[Opening DOCUMENT TEXT section]

Another county board member, Bill Stoutenborough of Alton, objected to what he characterized as “blaming one person (Dixon) for a policy that some find unfavorable.”
Babcock added that he feels the “health insurance should go away” but explained he knows “that Charlotte Dixon is a good person, she’s done a good job.”
Prenzler said one reason he did not move forward on reappointing Dixon when he could have in December is, “I don’t think these are lifetime terms. I think we can find someone new.”
He added that he had placed this matter on that evening’s county board agenda so that everyone could be “alerted” to how the MESD board members had sought the state legislators’ assistance in seeing to it that their insurance coverage continues.
“I don’t think this happened in a vacuum,” Prenzler said in answer to further questions from the county board. “I think that, and I don’t have proof of this, but I believe they organized this political effort to get this (state) bill introduced.”
What is the Metro East Sanitary District?
While its boundaries take in only part of the western portion of Madison County, the Metro East Sanitary District has been a subject of great focus in recent months by the entire county board and more so by its chairman, Kurt Prenzler.
The MESD operates out of an office located in Granite City with its primary function being to oversee the operation and maintenance of levees designed and constructed by the United States Army Corps of Engineers along the Mississippi River and the infrastructure network associated with them in an effort to curtail flooding.
Taking in an area referred to as American Bottoms, the MESD extends toward the east to include a point just west of Collinsville that is part of Nameoki Township, covering many low-lying areas, including farmland, which can be prone to taking on heavy amounts of water during excessive rainfall and storm conditions.
The area encompassed by the MESD also takes in part of St. Clair County, from north of East St. Louis to the Madison County boundary line, along the riverfront.
The MESD Board of Directors consists of a president, vice-president and three commissioners who meet on the third Thursday of every month at 9 a.m. in the aforementioned Granite City office at 1800 Edison Avenue.
Customers in the region who are covered, which in Madison County takes in the municipalities of Granite City, Madison, Venice and unincorporated areas to the east, pay monthly bills for sanitary sewage treatment service provided by the MESD with a new rate increase, the first since 2019, having been implemented in 2022.
The century-plus-old history of the district goes back to 1907 when the state legislature approved its establishment under the name East Side Levee and Sanitary District with the actual operations beginning two years later. The new name was initiated in 1974, again as a result of Illinois General Assembly action.
The MESD web site states its protection of property and residents includes 16,425 feet of flood walls, 52.5 miles of canals and sanitary sewer lines, eight storm water pump stations and 37.5 miles of levees designated as north and south flanks.
Existing state law, according to Madison County Board Chairman Kurt Prenzler, limits the salaries paid to MESD commissioners to being less than what the county board members, including those in St. Clair to the immediate south, are paid.
With Madison County’s board members getting $14,500 annually, lower than St. Clair’s, the MESD Board members receive a lesser amount of compensation in that form, but Prenzler contends they receive health insurance coverage valued in excess of $10,000 per year.
He said the legislation approved in the Illinois General Assembly recently provides for the MESD to pay for its employees’ and commissioners’ life, health, accident, hospitalization and medical insurance.
Prenzler added that in 2017 when the MESD area flooded, three of its commissioners stepped down.

[Closing DOCUMENT TEXT section]

**TASK SET:**
A: Retype the part of the Metro East Sanitary District article that opens with the words "While its boundaries" and closes with "to curtail flooding.".
B: Translate this sentence from the Metro East Sanitary District article into Spanish: "Prenzler added that in 2017 when the MESD area flooded, three of its commissioners stepped down."
C: According to the Metro East Sanitary District article, when and where does the MESD Board of Directors meet?
These lines come from a source unrelated to the Metro East Sanitary District article.

[Opening DATA LISTING section]

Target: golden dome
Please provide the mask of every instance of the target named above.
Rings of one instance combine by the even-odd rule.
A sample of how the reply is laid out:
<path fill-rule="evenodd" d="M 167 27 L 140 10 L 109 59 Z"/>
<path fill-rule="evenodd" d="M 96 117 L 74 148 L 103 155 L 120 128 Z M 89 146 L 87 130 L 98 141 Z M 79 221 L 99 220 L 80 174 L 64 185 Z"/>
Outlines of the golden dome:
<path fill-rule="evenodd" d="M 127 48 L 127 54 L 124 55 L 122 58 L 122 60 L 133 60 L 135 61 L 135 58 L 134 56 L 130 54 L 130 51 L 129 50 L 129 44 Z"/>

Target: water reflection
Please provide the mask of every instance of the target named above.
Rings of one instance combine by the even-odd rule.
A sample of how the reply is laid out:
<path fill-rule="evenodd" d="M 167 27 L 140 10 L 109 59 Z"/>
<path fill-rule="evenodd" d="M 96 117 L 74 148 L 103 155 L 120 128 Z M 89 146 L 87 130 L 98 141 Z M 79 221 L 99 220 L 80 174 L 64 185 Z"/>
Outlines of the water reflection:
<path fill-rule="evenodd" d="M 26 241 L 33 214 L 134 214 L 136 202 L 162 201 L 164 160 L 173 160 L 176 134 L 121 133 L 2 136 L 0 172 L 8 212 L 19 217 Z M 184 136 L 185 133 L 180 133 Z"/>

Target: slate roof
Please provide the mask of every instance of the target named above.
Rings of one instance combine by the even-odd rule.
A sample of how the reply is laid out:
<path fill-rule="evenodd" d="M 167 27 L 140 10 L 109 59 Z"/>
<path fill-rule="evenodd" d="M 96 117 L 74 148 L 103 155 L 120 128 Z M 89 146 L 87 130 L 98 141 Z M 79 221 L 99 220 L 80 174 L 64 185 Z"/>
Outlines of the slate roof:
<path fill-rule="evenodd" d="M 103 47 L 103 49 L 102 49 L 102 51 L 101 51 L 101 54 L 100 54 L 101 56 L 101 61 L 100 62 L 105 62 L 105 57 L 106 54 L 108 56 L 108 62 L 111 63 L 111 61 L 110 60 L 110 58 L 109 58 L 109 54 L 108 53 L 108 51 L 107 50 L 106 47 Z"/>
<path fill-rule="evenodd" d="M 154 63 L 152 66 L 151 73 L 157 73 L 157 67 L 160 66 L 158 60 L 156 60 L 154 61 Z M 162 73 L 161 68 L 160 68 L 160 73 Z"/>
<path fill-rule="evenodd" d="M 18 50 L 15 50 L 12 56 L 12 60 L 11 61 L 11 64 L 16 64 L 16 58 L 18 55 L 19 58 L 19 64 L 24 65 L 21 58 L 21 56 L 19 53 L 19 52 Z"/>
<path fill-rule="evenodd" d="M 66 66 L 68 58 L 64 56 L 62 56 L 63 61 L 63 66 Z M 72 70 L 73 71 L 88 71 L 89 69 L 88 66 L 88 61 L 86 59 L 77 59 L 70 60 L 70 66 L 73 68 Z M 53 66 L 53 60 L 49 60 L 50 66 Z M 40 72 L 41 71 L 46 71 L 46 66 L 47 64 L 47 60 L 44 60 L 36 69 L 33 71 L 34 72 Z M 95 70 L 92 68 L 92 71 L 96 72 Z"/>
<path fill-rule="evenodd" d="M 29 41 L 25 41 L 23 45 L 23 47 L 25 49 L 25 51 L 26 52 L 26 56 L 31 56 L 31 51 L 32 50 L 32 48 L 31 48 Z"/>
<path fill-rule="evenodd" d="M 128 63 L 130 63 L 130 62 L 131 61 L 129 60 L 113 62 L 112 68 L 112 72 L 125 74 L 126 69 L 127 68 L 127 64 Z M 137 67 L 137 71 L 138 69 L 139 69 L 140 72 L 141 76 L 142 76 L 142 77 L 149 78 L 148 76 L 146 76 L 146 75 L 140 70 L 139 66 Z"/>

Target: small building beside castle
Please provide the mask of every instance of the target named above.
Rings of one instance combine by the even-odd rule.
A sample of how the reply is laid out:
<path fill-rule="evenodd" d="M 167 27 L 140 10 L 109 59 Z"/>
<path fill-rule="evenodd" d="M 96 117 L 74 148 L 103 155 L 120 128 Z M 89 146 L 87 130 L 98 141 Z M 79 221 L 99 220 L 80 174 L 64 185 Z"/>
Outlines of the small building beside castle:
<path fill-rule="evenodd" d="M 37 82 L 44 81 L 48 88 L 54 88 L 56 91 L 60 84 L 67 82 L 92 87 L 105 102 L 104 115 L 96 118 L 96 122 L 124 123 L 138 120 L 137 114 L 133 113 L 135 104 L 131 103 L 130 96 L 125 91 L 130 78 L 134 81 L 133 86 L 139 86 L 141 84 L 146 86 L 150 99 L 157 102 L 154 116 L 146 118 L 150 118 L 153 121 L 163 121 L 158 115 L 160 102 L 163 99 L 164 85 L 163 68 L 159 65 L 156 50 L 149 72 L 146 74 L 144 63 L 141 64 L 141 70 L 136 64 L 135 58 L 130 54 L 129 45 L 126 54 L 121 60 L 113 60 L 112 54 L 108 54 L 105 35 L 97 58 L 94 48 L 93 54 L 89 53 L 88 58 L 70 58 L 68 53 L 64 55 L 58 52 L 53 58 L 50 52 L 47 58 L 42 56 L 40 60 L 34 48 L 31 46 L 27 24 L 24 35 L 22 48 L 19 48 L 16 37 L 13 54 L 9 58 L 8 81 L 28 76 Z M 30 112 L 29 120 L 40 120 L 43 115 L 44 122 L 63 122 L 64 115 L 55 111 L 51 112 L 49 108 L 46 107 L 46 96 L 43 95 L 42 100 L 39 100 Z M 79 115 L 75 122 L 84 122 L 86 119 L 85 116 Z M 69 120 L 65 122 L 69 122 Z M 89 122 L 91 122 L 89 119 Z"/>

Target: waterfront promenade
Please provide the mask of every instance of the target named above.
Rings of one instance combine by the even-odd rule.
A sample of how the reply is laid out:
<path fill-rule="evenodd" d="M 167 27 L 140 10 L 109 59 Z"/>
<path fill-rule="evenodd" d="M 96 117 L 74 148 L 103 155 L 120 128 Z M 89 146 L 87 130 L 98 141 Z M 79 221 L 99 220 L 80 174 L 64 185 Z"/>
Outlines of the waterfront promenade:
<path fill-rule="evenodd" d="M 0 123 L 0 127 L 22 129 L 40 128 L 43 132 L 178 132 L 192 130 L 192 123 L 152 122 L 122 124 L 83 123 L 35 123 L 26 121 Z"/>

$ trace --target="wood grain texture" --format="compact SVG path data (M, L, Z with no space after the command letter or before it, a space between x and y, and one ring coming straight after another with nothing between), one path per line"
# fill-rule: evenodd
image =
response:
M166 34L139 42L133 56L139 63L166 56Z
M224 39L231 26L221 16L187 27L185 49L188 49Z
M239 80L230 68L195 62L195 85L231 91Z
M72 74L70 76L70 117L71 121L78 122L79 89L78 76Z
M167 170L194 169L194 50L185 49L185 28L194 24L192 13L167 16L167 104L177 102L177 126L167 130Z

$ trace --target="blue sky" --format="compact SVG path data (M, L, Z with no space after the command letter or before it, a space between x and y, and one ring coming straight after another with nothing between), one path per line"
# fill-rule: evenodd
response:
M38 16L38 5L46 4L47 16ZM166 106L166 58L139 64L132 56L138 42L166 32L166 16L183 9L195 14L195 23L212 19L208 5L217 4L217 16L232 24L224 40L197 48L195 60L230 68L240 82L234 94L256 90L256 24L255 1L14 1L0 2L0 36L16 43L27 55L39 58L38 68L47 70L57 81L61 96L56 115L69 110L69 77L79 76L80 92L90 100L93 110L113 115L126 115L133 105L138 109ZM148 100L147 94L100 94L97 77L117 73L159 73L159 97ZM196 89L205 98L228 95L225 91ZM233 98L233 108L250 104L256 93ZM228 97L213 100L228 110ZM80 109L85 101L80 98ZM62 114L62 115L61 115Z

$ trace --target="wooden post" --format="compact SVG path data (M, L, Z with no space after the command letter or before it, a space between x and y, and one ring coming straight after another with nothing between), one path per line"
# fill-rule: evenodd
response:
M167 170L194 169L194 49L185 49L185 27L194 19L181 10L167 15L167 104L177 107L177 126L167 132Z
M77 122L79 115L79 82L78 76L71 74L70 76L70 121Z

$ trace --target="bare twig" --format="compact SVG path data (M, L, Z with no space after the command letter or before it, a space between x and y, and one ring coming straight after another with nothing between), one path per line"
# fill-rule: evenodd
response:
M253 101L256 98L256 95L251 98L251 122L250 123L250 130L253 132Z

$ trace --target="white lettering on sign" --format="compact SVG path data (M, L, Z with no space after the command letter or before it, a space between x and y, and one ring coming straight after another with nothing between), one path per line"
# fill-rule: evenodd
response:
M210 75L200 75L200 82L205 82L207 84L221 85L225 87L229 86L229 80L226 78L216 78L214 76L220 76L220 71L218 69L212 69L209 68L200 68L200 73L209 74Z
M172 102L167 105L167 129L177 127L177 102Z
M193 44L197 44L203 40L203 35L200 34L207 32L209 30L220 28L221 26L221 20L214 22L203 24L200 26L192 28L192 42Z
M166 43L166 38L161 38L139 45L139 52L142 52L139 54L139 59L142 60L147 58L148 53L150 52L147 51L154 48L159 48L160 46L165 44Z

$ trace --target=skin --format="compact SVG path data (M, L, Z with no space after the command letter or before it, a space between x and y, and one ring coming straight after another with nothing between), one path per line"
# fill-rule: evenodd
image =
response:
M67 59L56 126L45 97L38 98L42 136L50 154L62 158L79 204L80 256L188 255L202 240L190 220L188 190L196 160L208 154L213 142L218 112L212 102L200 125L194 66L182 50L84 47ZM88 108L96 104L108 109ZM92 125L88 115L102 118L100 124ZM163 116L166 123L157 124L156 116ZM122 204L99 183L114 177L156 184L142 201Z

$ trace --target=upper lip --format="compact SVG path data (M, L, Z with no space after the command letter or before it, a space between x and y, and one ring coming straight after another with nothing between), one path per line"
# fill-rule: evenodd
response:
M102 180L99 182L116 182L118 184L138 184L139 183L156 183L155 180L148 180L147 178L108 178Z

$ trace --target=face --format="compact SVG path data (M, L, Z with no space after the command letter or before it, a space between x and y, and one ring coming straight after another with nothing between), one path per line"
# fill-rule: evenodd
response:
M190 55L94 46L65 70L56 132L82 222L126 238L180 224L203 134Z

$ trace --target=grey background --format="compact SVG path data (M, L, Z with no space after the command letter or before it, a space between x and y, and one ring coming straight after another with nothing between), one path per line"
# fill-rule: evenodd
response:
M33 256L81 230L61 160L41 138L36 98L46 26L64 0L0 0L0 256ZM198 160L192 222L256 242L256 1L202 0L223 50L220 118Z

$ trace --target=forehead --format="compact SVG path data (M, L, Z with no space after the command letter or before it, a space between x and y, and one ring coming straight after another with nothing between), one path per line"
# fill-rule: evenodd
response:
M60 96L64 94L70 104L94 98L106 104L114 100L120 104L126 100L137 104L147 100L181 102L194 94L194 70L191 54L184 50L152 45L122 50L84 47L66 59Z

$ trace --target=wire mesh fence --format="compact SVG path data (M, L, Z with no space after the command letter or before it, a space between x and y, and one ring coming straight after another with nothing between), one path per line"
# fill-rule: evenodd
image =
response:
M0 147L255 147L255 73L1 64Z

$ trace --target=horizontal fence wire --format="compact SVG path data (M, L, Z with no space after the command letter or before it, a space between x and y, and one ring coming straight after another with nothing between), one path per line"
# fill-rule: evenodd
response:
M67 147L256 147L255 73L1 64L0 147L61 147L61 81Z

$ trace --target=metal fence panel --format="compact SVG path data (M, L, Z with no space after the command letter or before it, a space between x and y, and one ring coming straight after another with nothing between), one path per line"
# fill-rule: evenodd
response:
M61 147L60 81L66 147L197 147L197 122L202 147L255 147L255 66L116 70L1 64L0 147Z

[Closing DATA LISTING section]

**RESULTS BY TASK:**
A:
While its boundaries take in only part of the western portion of Madison County, the Metro East Sanitary District has been a subject of great focus in recent months by the entire county board and more so by its chairman, Kurt Prenzler.
The MESD operates out of an office located in Granite City with its primary function being to oversee the operation and maintenance of levees designed and constructed by the United States Army Corps of Engineers along the Mississippi River and the infrastructure network associated with them in an effort to curtail flooding.

B: Prenzler añadió que en 2017, cuando se inundó la zona del MESD, tres de sus comisionados renunciaron.

C: On the third Thursday of every month at 9 a.m., in the Granite City office at 1800 Edison Avenue.